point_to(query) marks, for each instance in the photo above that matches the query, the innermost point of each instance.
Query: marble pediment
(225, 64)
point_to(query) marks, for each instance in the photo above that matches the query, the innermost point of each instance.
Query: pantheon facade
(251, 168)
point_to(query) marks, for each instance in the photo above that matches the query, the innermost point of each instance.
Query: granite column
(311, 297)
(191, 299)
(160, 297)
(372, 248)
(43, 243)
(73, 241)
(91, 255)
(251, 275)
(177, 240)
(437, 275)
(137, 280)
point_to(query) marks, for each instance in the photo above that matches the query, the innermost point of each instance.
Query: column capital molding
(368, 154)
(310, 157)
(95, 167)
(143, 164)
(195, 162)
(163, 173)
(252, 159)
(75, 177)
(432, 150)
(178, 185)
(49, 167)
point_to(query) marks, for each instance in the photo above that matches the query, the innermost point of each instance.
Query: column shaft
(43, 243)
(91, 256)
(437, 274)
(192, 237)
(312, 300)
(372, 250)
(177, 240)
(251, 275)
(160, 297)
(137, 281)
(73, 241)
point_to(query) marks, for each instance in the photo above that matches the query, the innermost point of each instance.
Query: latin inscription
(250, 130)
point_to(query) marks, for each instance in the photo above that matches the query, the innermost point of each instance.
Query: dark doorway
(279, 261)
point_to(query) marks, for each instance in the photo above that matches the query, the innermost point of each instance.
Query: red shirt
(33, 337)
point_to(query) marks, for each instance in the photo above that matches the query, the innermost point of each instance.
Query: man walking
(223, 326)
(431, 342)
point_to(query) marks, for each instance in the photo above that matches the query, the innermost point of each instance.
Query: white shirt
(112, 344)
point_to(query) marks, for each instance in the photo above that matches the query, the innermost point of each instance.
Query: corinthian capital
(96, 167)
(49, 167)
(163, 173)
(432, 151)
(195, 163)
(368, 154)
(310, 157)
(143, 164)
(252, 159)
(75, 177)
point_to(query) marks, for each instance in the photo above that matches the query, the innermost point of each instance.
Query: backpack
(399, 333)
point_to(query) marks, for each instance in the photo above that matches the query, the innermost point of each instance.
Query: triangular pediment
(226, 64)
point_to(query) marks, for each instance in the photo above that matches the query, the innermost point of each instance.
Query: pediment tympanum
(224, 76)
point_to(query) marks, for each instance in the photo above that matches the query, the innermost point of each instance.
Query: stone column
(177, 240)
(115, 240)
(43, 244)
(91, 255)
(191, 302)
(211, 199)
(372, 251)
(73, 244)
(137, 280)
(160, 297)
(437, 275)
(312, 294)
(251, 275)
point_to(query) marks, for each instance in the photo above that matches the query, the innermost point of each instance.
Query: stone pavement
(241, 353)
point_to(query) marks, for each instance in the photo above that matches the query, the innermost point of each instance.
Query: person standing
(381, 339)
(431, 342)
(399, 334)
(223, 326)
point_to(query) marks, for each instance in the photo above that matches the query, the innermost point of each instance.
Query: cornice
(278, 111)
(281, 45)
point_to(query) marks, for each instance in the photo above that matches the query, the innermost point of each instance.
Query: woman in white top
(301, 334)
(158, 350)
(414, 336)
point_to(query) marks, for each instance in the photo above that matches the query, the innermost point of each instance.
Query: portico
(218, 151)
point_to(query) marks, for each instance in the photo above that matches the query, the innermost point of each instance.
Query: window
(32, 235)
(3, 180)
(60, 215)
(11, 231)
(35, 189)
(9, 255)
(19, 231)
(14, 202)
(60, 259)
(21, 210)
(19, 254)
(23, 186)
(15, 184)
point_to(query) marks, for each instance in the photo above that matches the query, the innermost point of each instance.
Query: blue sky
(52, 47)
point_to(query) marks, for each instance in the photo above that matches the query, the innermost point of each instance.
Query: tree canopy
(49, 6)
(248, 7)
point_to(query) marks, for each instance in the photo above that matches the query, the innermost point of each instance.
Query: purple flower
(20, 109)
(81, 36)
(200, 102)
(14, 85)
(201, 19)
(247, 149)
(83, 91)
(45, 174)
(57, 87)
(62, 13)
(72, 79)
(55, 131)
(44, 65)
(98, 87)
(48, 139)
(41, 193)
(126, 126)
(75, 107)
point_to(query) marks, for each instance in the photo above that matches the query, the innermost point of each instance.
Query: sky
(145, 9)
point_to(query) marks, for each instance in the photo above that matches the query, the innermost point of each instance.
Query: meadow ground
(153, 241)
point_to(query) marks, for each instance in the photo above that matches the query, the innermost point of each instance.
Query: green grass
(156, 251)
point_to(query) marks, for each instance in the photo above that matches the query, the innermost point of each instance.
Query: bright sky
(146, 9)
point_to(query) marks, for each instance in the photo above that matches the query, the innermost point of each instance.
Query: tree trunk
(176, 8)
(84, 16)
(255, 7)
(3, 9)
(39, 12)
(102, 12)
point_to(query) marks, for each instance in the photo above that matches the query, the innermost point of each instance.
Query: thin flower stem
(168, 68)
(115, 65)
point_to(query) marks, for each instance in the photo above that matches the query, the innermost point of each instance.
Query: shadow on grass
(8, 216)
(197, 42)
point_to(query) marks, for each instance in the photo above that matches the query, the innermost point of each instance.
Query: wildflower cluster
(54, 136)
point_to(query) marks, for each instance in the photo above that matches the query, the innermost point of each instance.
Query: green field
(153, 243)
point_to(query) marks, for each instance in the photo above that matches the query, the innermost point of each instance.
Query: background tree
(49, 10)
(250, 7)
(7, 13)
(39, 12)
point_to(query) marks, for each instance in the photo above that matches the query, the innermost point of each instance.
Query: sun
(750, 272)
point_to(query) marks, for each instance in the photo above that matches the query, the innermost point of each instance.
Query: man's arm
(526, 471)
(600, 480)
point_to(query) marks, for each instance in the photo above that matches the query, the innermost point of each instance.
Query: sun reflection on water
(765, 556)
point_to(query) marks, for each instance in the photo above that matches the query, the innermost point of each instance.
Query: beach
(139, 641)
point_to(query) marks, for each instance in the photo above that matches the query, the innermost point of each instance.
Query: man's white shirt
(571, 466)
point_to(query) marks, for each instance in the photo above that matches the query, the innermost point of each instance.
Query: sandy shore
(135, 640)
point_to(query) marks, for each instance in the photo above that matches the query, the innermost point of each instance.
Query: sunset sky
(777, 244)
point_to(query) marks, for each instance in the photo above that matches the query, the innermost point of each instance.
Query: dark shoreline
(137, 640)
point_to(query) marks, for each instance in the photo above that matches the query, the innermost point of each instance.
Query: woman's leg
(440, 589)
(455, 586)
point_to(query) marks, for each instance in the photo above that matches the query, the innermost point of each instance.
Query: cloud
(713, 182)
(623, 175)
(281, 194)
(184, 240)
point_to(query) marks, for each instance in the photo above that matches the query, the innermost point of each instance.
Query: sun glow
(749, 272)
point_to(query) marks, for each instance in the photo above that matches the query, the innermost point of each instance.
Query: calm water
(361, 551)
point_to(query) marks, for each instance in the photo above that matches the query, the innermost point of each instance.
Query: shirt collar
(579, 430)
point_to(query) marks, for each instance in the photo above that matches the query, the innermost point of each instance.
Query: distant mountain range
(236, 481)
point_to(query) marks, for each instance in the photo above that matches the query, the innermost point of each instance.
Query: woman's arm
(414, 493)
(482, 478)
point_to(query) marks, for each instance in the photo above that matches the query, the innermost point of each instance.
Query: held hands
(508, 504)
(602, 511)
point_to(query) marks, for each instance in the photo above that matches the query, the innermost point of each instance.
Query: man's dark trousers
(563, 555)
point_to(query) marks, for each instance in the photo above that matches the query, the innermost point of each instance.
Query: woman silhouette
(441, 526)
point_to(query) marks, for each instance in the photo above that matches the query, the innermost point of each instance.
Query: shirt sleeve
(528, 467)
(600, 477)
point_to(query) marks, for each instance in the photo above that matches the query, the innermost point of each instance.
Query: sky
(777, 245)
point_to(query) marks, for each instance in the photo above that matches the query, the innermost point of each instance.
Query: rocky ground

= = = = = = =

To be done => How many lines of the records contain the word "green"? Reply with the number only.

Full response => 2